Jornalista, é autor de "História da Imprensa Paulista" (Três Estrelas) e "O Girassol que nos Tinge: uma História das Diretas Já, o Maior Movimento Popular do Brasil" (Fósforo)

[RESUMO] Queda da ditadura argentina em 1983 foi um alento para a campanha pela redemocratização que tomava fôlego no Brasil, ao mesmo tempo em que amedrontou setores das Forças Armadas que temiam que se repetissem aqui os processos contra militares de altas patentes. O Brasil teria um governo civil pouco mais de um ano depois, mas, ao contrário do que ocorreu no país vizinho, a conciliação prevaleceu e militares daqui nunca foram julgados por seus atos.

Impulsionado pela campanha das Diretas Já, o processo de redemocratização também foi favorecido por guinadas políticas em países geográfica ou culturalmente próximos do Brasil que serviriam de paradigmas.

· · · ·

- _DESCRIÇÃO DA TAREFA_: Devolva, sem nenhuma alteração, o trecho da fonte que começa em "[RESUMO] Queda da" e vai até "por seus atos.", incluindo essas palavras.

- _DADOS_:
· · · ·

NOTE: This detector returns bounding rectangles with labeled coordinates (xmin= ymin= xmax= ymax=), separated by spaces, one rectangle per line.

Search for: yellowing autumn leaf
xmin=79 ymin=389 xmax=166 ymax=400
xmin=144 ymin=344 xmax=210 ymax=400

· · · ·

- _RESPOSTA DA TAREFA_:
[RESUMO] Queda da ditadura argentina em 1983 foi um alento para a campanha pela redemocratização que tomava fôlego no Brasil, ao mesmo tempo em que amedrontou setores das Forças Armadas que temiam que se repetissem aqui os processos contra militares de altas patentes. O Brasil teria um governo civil pouco mais de um ano depois, mas, ao contrário do que ocorreu no país vizinho, a conciliação prevaleceu e militares daqui nunca foram julgados por seus atos.